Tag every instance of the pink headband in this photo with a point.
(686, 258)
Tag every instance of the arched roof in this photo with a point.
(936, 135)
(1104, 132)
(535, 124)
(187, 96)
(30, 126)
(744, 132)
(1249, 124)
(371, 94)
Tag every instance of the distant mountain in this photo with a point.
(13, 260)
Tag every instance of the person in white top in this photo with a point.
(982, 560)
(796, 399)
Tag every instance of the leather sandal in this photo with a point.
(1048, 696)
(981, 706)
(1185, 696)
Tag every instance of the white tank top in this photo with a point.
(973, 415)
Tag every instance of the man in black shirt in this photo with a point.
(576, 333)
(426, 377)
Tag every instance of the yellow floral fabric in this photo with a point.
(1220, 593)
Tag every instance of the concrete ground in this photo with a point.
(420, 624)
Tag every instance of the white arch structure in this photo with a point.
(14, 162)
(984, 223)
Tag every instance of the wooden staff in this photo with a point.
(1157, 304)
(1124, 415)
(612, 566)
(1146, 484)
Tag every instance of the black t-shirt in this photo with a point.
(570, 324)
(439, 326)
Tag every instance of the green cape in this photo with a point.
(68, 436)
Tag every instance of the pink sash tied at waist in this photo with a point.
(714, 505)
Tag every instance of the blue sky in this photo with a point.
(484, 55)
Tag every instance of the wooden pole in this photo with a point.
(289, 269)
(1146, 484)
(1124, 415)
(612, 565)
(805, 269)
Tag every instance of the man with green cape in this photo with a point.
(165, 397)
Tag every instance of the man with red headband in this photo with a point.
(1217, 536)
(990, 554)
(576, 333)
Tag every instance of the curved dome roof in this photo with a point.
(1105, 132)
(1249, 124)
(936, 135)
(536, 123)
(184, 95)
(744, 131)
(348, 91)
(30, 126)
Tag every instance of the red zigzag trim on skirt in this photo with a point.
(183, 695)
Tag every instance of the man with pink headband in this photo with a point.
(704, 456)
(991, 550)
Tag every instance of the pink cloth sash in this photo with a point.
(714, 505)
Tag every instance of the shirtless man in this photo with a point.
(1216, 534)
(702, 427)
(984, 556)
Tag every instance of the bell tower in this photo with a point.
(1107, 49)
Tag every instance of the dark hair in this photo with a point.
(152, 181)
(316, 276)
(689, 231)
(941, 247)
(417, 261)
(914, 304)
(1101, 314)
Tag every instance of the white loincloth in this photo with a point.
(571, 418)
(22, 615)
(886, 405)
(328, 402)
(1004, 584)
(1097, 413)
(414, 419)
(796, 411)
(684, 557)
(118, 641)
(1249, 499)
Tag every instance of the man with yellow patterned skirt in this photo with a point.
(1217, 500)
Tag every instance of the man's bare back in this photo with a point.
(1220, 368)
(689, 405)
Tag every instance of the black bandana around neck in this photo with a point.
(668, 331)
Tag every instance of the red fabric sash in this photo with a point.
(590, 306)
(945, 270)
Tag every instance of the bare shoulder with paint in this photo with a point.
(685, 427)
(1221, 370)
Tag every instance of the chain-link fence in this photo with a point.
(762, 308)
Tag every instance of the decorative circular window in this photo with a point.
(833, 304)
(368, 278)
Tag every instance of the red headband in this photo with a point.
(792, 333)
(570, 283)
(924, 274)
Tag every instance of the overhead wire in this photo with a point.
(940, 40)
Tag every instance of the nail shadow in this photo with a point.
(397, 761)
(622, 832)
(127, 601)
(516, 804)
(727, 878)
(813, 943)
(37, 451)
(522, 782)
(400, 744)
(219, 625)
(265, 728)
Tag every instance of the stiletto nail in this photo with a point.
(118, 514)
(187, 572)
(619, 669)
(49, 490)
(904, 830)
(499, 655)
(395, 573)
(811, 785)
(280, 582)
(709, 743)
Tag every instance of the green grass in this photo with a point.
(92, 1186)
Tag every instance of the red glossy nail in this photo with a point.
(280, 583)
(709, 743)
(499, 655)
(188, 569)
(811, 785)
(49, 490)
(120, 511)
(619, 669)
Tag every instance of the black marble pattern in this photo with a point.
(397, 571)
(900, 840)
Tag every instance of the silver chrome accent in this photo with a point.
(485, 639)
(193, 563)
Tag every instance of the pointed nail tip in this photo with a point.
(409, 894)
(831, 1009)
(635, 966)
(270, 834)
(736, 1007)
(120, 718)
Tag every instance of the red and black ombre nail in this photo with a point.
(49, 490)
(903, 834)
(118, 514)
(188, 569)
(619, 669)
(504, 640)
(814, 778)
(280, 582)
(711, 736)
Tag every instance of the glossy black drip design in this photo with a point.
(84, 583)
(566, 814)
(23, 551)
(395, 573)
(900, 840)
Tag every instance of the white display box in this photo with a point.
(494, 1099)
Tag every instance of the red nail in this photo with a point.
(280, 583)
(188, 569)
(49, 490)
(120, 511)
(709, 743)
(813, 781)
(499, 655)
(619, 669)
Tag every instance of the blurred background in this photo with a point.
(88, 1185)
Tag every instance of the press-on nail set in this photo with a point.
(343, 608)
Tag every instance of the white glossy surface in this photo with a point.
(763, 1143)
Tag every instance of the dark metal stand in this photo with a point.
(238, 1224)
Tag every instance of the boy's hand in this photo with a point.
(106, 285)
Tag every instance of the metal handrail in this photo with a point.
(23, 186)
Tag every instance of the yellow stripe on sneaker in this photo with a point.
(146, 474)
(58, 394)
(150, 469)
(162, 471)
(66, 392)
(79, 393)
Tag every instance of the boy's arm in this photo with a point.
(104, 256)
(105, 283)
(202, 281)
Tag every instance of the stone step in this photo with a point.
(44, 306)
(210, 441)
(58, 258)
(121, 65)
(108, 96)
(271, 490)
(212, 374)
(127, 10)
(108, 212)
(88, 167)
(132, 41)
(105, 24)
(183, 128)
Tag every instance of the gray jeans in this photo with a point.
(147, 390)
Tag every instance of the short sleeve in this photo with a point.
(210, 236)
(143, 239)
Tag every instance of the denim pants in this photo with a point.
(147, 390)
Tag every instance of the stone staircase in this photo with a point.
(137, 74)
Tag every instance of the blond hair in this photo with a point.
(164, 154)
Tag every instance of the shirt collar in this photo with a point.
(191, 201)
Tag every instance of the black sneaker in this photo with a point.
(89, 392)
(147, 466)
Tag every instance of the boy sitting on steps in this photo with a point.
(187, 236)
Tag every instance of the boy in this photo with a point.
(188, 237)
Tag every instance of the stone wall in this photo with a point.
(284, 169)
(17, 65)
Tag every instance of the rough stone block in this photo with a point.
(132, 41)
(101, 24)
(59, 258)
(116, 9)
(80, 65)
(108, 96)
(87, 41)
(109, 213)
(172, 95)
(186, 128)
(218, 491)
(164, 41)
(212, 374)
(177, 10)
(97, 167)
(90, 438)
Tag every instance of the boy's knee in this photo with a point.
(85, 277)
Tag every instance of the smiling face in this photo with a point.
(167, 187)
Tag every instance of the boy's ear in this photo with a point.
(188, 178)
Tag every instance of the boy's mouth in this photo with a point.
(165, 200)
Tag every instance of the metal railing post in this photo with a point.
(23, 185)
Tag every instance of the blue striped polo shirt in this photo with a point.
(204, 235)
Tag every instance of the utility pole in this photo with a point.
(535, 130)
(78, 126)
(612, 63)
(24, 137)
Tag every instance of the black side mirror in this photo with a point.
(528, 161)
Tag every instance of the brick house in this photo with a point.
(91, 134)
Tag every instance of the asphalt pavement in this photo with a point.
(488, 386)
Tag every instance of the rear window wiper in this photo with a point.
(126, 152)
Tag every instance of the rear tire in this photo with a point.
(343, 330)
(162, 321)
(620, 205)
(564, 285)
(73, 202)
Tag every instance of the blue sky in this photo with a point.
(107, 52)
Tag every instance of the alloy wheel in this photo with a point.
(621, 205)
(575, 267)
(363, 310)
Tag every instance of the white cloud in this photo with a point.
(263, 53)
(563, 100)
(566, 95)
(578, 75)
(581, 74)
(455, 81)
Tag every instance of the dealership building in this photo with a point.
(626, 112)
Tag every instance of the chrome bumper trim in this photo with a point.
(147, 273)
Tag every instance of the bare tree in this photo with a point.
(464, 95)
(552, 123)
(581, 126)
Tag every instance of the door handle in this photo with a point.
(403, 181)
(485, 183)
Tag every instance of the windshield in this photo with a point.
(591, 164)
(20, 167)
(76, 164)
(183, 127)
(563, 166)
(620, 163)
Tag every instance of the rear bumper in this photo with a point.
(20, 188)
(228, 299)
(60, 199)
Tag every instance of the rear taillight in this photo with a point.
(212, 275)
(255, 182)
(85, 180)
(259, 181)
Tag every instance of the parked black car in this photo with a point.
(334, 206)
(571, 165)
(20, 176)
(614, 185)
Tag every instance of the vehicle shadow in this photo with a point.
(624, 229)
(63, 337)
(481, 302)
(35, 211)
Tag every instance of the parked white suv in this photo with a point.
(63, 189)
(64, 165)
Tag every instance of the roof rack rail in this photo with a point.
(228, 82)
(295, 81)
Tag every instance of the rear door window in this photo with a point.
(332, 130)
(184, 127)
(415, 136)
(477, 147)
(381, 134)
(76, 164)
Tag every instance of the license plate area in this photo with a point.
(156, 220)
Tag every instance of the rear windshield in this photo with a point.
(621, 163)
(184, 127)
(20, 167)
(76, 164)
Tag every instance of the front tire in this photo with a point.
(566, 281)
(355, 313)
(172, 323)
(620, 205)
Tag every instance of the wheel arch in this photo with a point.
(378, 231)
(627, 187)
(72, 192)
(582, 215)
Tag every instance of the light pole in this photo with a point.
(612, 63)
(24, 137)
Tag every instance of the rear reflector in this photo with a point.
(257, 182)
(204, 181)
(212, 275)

_INSTRUCTIONS FOR THE TASK_. Transfer every line of the entries above, starting at the line that contains "Tag every instance of the front" and ending at the final line, adding -111 to each coordinate in the answer points.

_EXPECTED ANSWER_.
Tag every instance of the front tire in this photo with a point.
(455, 170)
(244, 202)
(61, 212)
(509, 94)
Tag every instance of the wheel arch in this photo with a point.
(267, 120)
(516, 76)
(-39, 81)
(471, 104)
Tag every instance of the light pole in this photo with a point.
(501, -48)
(-87, 26)
Tag every instance of the rear reflector in this photo with a point.
(146, 71)
(93, 70)
(101, 164)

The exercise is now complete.